Já não era sem tempo, depois de
várias declarações insanas do ministro da Economia de nosso vizinho, o hoje desmoralizado Domingo Cavallo. As discussões sobre salvaguardas compensatórias
e uma enorme lista de exceções
foram o alto preço pago pelo Brasil para manter a ancora da chamada TEC (Tarifa Externa Comum). As justificativas para esses
remendos precários e grotescos no
casco do Mercosul vieram da crise
internacional que estamos vivendo. Uma mentira oficial que se
presta a salvar as aparências e a
manter o acordo vivo por mais algum tempo.
A crise vivida pelo Mercosul
tem uma explicação estrutural e
não apareceu em razão de questões conjunturais, que estão ocorrendo fora das fronteiras de seus
países-membros. O projeto do
Mercosul foi uma das grandes vitórias da diplomacia brasileira,
que conseguiu romper com um
isolamento entre Brasil e Argentina que durava décadas.
Para que o leitor da Folha tenha uma idéia da paranóia que
influenciava as relações entre
dois vizinhos tão complementares
e próximos culturalmente, cito alguns exemplos. As bitolas das ferrovias dos dois países eram diferentes, para que não houvesse o
risco de que os trens brasileiros
pudessem trafegar na malha argentina e vice-versa. Da mesma
forma, a energia elétrica nos dois
países é gerada em ciclagens diferentes para também impedir uma
integração das redes de transmissão. Da mesma forma o Brasil
não importava trigo e petróleo da
Argentina para prejudicar seu orgulhoso vizinho. A retaliação comercial do outro lado também
era consciente.
No campo político, depois da redemocratização dos dois países,
essas diferenças foram sendo eliminadas de uma forma madura e
hábil. Descobriram-se também
interesses políticos comuns, como
o de trazer o Paraguai para o lado
formal e democrático da região.
_ _ _ _ _ _ _
### [TAREFAS A REALIZAR]
[1] Segundo o texto sobre o Mercosul, por que as bitolas das ferrovias do Brasil e da Argentina eram diferentes?
[2] Liste todos os países mencionados pelo nome no texto sobre o Mercosul.
[3] Prossiga com o texto sobre o Mercosul a partir do ponto em que ele termina.

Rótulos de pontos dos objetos
_ _ _ _ _ _ _
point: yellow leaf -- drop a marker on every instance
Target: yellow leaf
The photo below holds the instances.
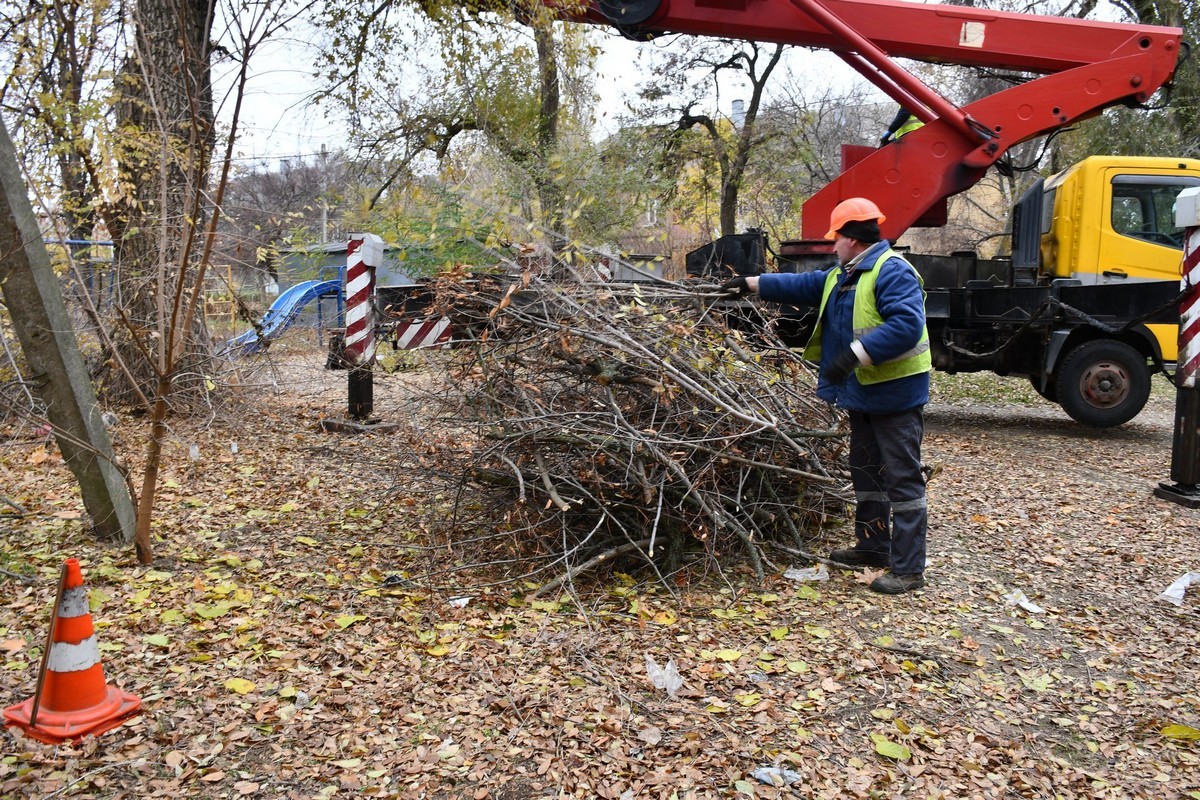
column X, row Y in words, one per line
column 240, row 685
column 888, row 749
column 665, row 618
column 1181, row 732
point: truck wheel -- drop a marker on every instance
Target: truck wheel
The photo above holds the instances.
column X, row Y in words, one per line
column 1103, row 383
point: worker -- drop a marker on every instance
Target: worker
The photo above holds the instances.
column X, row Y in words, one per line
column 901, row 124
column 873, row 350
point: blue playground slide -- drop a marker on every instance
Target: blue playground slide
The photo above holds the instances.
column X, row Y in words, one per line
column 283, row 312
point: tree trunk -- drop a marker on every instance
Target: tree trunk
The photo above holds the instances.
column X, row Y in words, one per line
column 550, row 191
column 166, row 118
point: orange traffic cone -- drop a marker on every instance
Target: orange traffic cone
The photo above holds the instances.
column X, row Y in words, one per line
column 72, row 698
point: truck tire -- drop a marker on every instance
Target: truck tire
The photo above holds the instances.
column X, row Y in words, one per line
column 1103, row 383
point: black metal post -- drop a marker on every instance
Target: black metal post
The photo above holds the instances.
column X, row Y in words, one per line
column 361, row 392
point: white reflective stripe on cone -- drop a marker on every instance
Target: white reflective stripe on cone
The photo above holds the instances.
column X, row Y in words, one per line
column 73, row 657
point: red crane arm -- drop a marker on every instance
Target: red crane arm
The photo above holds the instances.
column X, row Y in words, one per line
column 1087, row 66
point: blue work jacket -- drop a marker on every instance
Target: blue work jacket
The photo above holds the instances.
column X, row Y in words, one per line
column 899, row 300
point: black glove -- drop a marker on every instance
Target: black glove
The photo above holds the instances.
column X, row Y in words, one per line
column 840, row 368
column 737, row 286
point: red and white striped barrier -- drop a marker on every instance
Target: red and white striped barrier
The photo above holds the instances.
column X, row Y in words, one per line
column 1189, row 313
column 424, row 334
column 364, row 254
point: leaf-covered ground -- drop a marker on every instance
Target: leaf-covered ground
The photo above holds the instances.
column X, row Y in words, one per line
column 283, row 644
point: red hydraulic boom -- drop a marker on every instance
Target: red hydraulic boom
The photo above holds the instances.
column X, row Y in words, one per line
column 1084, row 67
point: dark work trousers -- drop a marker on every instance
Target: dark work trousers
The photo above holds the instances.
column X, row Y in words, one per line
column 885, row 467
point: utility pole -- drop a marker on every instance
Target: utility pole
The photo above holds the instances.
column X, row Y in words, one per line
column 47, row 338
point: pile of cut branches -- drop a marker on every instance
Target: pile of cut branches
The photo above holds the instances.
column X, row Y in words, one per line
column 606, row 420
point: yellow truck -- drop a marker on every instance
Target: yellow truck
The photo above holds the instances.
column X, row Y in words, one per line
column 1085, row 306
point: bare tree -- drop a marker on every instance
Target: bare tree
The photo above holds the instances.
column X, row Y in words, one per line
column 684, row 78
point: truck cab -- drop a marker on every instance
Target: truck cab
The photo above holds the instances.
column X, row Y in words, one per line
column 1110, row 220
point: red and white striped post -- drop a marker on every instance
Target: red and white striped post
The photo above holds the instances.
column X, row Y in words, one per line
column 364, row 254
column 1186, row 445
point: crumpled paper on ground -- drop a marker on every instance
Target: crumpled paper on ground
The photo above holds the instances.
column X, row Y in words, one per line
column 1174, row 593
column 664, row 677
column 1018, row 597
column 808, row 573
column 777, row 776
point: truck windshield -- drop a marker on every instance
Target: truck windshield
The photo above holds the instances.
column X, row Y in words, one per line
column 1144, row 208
_ _ _ _ _ _ _
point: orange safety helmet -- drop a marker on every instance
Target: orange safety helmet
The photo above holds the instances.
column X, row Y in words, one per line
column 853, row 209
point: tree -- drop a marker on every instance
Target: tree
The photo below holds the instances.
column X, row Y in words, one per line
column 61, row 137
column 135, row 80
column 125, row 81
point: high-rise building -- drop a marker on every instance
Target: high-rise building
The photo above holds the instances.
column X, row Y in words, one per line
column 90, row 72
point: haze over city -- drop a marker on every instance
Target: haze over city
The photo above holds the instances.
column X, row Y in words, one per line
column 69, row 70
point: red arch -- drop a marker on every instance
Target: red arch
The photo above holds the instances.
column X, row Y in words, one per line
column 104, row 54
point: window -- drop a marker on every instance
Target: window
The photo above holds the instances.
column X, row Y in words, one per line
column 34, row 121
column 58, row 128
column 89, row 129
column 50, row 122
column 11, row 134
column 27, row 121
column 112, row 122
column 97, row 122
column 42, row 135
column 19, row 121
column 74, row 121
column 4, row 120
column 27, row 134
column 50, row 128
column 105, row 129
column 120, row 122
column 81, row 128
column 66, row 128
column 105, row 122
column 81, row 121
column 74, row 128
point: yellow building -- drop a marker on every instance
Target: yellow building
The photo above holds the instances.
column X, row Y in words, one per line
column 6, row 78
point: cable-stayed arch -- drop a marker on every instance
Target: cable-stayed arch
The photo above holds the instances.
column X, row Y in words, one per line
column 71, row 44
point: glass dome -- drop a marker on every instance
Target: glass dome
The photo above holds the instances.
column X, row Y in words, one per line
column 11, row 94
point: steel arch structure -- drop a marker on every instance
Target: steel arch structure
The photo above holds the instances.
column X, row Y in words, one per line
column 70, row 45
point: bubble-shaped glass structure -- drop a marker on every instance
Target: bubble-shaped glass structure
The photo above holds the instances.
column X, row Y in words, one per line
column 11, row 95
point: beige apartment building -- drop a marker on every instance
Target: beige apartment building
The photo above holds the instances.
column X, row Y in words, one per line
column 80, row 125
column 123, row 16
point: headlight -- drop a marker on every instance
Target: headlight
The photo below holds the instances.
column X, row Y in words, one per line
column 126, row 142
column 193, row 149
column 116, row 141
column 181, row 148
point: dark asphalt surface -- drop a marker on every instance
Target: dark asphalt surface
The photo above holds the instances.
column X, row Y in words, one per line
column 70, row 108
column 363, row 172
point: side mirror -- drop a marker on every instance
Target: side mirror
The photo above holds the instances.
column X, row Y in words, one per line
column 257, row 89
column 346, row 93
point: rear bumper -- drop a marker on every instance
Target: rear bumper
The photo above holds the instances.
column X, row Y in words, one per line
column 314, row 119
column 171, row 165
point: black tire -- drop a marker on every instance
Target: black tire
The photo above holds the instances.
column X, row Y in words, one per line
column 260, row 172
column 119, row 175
_ _ _ _ _ _ _
### [RESPOSTAS DO EXERCÍCIO]
[1] Para que os trens brasileiros não pudessem trafegar na malha argentina e vice-versa.

[2] Brasil, Argentina e Paraguai.

[3]
Ao mesmo tempo as relações empresariais foram retomadas e descobriu-se o forte caráter complementar das duas economias. Os
interesses comerciais comuns,
principalmente a luta contra o
protecionismo agrícola dos americanos e europeus, foram outra
descoberta fantástica.
Todos esses fatores levaram as
lideranças diplomáticas e empresariais a pensar mais alto e a sonhar com o Mercosul. Esse projeto
ambicioso, nos moldes do Mercado Comum Europeu, tinha a vantagem adicional de fazer um contraponto com o projeto americano para as Américas, a Alca. A
nova escala política e econômica
que os membros do Mercosul alcançariam ao integrar suas economias seria um instrumento de
barganha muito forte quando
viesse o rolo compressor da maior
economia do mundo.
A pergunta que o leitor deve estar fazendo neste ponto é: por que
então o Mercosul está em crise
quase terminal? A resposta é muito simples: porque faltou na estruturação do Mercosul uma das três
pernas que são necessárias para o
sucesso de um arranjo como esse.
Esse elo faltante é chamado de
homogeneização das condições
macroeconômicas. Não foi por
outra razão que a causa da crise
atual tenha sido um dos itens
mais delicados desse elo: a divergência dos regimes cambiais entre
Brasil e Argentina.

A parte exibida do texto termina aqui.